To sell online, you must first have the right systems and processes in place. Yet, finding and sourcing a payment provider can come with challenges, especially if you are new to the space. As the world has continues to become a digital marketplace, and you work to bring your company into the future, you may have found yourself asking questions such as:
What is a merchant account?
What is a payment processor, and what is the difference between that and a payment gateway?
What options do I have for providing my customers with different payment methods? Will it cost me money?
These are all common questions around payments, each with a nuanced answer. In this blog, we will take a look at one of the most important things you need to know about setting up online payments: payment gateways vs. payment processors.
What is the role of an online payment gateway?
It’s essential for any business that accepts electronic payments online, no matter the volume, to have a payment gateway to facilitate the process.
Payment gateways are essentially the “online” equivalent of a physical credit and debit card reader. If you are familiar with in-store payment systems, look at payment gateways as the equivalent of a point of sale (POS) terminal, but online.
Where POS terminals are primarily designed for in-person/in-store transactions, online payment gateways allow for card-not-present (CNP) transactions. These transactions are ones where the buyer and seller never meet face to face (online). In essence, a payment gateway transfers the data between the point of entry – be that a POS terminal, website, or mobile device – to the payment processor to continue the payment lifecycle.
To summarize: payment gateways act as in-between facilitators. They provide a service of processing information inputted during checkout and managing the authorization or fulfillment of payments made for online retailers. It doesn’t just stop there, though. As we mentioned, they are also used in brick-and-mortar establishments.
So, why use a payment gateway?
To begin, they take charge of online purchasing’s many small tasks, including:
- encrypting (i.e. securing) sensitive info, such as credit card payments
- And helping you hit specific standards for online data security, ensuring safe transactions between you and your customer.
More importantly, gateways save you time and work as a business owner. They help to remove the need for you to input any payment info received on your end manually. Payment gateways also give flexibility in the types of payments that your customers can use. And remember: flexibility is good. It can increase sales by opening up accessibility for customers with a myriad of different payment types.
Fun fact: did you know that customers are likely to abandon their carts due to a lack of payment options? It’s true! Picking the right payment gateway can help you curb abandoned or lost customers. That’s why offering payment flexibility is absolutely vital to remain competitive.
At this point, we’d like to remind you that not all providers are built the same. Security and reliability of payment gateways differ depending on the product or payment gateway provider you choose to use for your business. As a merchant, security and fraud should always be top of mind when configuring payment methods for you and your customers. Working with the right payment gateway can help you simplify payment processing, consolidate vendors, and ease reporting and reconciliation.
Different types of payment gateways
Now that you know the main difference between a payment gateway and a payment processor let’s dive into the different payment gateways.
Traditional Payment Gateways
A traditional gateway helps merchants to accept payments for goods and services online. With a traditional gateway, payment information is most commonly:
- Entered into an eCommerce website when purchasing a product. It can also be entered into a hosted payment form, or mobile app, depending on how the payment flow is designed.
- Generally, customers are required to hand-key their information into a virtual terminal.

__________________________________________________

• _WHAT TO DO_:
a. Repeat word for word the passage of the text on payment gateways starting with "Where POS terminals" and going on through "in brick-and-mortar establishments.".
b. Based on the text on payment gateways, does each statement below agree with it: (i) payment gateways can be thought of as an online version of a point of sale terminal; (ii) payment gateways are used only by online retailers and not in physical stores; (iii) all payment gateway providers offer the same level of security and reliability? Answer yes or no for each, quoting the words of the text that decide it.

__________________________________________________

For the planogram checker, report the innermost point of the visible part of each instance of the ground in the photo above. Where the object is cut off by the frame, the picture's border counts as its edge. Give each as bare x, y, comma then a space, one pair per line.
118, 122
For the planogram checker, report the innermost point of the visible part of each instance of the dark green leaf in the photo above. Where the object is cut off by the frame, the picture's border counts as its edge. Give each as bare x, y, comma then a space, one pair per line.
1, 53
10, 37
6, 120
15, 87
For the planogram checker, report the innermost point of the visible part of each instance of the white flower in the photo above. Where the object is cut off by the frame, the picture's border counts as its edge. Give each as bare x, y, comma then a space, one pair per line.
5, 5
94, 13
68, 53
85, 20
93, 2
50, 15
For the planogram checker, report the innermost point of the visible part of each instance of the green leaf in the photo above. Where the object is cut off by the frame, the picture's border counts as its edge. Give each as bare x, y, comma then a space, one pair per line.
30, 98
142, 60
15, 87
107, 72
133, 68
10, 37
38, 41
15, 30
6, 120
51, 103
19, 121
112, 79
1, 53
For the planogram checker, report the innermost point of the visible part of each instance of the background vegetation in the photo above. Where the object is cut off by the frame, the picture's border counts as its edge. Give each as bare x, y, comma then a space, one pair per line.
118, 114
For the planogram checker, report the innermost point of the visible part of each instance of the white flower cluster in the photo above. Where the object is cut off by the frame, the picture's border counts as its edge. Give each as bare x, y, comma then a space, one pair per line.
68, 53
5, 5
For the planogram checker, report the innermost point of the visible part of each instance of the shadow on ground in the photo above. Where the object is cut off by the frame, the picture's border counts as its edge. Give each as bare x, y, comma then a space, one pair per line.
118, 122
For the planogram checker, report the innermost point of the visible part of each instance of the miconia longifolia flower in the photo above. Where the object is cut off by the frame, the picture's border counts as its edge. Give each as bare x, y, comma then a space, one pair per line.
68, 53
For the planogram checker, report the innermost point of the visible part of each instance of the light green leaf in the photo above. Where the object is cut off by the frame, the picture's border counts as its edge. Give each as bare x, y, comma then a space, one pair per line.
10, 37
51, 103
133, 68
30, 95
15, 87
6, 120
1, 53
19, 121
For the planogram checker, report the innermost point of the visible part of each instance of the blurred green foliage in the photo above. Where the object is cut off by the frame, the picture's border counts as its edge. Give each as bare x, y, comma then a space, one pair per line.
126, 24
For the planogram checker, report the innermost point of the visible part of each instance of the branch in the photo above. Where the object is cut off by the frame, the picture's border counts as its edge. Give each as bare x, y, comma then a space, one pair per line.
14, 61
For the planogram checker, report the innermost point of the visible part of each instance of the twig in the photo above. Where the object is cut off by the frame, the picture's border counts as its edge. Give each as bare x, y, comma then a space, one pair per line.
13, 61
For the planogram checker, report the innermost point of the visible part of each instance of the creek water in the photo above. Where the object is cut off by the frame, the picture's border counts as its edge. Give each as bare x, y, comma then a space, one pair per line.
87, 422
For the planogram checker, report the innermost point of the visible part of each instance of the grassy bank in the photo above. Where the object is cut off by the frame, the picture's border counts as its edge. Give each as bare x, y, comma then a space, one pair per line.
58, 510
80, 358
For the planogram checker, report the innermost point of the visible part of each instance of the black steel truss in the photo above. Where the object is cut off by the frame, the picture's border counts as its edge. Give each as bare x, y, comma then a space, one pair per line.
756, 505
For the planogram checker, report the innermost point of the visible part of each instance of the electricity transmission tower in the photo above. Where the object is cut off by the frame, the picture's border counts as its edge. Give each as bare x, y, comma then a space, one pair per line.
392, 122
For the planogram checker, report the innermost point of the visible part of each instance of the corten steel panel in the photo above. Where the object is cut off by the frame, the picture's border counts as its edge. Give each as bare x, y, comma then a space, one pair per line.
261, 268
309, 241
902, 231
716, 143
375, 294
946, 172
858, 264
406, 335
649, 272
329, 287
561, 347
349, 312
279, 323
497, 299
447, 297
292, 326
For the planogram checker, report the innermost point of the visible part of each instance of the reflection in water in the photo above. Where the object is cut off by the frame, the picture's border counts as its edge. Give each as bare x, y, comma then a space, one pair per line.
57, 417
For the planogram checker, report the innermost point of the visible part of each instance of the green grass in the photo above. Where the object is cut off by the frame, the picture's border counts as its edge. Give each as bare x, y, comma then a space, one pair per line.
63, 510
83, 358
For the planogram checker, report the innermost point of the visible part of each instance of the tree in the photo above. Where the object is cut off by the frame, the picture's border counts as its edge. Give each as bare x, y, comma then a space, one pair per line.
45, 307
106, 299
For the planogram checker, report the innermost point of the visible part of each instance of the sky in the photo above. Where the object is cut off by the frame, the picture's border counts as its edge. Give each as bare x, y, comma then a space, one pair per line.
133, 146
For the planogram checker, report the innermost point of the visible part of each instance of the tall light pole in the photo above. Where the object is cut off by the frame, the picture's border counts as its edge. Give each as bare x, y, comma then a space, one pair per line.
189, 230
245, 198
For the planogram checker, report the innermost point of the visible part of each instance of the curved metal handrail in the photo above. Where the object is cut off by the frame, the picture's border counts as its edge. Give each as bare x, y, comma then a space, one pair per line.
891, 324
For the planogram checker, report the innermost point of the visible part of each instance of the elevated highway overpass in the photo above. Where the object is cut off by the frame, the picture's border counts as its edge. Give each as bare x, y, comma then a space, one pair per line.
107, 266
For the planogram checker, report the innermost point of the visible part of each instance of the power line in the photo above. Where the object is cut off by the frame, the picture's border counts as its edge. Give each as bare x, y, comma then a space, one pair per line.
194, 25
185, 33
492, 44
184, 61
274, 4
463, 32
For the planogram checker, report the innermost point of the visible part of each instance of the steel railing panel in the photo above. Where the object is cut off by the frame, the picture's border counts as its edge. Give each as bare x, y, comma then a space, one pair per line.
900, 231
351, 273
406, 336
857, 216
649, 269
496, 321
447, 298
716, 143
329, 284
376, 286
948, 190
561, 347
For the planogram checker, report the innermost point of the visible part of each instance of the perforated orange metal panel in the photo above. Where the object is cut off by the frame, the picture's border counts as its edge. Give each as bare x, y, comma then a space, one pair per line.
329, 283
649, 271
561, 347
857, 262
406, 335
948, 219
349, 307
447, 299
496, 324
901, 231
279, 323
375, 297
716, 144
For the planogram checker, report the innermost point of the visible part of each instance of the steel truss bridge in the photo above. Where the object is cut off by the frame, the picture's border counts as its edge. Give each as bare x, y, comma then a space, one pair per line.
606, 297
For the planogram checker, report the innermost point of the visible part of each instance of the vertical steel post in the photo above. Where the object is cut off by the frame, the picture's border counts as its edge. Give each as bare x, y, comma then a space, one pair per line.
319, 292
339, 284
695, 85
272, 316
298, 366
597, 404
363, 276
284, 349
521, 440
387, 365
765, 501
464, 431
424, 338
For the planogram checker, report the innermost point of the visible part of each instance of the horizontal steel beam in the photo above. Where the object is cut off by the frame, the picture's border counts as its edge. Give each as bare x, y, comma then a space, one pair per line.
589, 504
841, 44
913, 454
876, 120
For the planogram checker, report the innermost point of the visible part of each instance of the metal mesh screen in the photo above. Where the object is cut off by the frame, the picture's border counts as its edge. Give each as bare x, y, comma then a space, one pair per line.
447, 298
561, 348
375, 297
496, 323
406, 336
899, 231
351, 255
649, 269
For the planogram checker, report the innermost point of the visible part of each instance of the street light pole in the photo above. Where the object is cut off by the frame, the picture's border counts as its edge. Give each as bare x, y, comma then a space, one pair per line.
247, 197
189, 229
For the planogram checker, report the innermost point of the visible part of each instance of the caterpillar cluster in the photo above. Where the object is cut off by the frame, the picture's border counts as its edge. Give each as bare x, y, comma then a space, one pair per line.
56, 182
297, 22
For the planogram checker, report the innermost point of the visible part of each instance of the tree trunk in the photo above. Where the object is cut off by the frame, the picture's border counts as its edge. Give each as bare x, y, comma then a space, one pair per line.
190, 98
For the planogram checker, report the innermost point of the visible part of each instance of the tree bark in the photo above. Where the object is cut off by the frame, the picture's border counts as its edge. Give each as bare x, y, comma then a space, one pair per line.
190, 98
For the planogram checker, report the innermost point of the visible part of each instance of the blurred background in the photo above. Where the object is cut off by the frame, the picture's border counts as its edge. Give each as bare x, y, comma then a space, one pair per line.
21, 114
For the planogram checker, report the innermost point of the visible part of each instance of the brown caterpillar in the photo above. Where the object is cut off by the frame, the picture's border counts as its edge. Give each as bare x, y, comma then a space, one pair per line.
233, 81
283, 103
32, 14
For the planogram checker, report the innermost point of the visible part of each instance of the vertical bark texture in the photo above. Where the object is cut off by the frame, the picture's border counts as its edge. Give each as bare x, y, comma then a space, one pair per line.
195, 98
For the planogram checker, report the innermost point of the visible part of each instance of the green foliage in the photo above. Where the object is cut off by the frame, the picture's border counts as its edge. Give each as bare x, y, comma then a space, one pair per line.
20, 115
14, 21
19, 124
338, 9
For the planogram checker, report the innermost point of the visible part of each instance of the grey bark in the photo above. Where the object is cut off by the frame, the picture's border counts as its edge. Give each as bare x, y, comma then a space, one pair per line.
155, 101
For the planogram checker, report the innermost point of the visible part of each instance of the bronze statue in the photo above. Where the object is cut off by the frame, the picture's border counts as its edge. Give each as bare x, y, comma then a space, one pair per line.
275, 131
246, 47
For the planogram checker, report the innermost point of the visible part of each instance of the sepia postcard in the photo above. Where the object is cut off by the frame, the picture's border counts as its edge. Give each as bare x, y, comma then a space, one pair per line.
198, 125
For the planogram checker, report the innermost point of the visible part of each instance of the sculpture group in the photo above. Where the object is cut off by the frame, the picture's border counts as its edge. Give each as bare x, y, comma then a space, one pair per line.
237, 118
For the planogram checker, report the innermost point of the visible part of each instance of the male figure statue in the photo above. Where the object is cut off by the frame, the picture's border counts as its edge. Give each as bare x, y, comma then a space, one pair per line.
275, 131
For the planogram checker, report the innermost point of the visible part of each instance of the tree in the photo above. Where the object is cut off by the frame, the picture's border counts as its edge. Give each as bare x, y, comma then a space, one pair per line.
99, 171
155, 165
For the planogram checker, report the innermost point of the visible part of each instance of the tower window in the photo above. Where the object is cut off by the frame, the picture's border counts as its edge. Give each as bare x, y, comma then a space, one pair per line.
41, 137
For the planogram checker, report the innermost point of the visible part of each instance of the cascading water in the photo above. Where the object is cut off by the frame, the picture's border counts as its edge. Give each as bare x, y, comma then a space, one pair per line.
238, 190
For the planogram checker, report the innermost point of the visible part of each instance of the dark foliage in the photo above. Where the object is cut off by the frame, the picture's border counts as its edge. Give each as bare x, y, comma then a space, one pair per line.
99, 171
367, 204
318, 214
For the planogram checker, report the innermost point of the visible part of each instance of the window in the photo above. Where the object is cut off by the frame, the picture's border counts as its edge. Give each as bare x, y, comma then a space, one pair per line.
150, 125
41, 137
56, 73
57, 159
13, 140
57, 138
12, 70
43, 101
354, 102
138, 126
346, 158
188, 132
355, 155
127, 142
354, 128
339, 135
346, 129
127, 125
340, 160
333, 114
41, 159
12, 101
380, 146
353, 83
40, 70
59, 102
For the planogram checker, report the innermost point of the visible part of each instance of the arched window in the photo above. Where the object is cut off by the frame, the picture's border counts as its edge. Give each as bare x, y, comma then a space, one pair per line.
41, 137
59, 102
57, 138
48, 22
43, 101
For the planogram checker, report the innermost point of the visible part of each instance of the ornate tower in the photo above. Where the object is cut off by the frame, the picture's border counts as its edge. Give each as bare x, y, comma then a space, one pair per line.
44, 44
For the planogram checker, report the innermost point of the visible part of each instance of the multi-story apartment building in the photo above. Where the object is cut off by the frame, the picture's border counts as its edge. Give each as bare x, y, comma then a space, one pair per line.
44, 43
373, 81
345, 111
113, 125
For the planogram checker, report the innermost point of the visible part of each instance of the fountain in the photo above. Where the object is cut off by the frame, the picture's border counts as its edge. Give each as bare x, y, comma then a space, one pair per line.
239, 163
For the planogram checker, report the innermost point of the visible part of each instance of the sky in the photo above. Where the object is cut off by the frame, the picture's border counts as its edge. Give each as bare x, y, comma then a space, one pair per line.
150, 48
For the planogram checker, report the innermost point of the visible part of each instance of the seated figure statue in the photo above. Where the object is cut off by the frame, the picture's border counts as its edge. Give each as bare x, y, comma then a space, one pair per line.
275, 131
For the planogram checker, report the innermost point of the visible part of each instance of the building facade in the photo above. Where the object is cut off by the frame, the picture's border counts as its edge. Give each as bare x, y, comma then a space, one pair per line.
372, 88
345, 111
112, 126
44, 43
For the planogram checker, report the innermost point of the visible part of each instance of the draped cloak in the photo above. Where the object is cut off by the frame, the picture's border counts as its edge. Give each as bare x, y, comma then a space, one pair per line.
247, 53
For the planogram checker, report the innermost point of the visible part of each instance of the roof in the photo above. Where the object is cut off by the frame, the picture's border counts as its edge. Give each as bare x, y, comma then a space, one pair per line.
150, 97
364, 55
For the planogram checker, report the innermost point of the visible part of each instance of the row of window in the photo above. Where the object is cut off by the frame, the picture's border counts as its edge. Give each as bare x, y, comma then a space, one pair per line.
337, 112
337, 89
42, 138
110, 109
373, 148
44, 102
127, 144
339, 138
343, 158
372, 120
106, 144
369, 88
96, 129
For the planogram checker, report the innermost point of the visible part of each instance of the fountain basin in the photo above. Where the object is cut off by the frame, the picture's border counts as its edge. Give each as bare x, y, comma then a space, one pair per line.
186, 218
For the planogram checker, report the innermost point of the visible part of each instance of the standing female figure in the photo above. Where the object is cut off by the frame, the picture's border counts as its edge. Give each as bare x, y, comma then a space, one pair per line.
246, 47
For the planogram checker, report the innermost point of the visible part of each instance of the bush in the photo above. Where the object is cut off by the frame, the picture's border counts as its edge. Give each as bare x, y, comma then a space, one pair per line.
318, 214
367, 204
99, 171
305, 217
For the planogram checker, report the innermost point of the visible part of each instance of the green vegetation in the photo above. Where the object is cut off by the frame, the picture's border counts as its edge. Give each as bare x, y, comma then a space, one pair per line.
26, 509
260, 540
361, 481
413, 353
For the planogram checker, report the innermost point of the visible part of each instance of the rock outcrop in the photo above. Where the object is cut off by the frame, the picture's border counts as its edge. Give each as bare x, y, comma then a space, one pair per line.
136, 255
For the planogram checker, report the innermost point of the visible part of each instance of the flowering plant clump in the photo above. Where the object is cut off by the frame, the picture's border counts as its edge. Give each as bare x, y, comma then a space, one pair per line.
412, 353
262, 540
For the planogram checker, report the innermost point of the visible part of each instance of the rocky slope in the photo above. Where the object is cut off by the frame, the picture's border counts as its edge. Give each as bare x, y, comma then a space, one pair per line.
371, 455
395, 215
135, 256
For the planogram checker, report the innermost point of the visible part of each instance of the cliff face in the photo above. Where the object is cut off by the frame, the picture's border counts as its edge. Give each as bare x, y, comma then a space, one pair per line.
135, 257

__________________________________________________

• _ANSWER SET_:
a.
Where POS terminals are primarily designed for in-person/in-store transactions, online payment gateways allow for card-not-present (CNP) transactions. These transactions are ones where the buyer and seller never meet face to face (online). In essence, a payment gateway transfers the data between the point of entry – be that a POS terminal, website, or mobile device – to the payment processor to continue the payment lifecycle.
To summarize: payment gateways act as in-between facilitators. They provide a service of processing information inputted during checkout and managing the authorization or fulfillment of payments made for online retailers. It doesn’t just stop there, though. As we mentioned, they are also used in brick-and-mortar establishments.

b.
(i) Yes: "look at payment gateways as the equivalent of a point of sale (POS) terminal, but online."
(ii) No: "they are also used in brick-and-mortar establishments."
(iii) No: "Security and reliability of payment gateways differ depending on the product or payment gateway provider you choose to use for your business."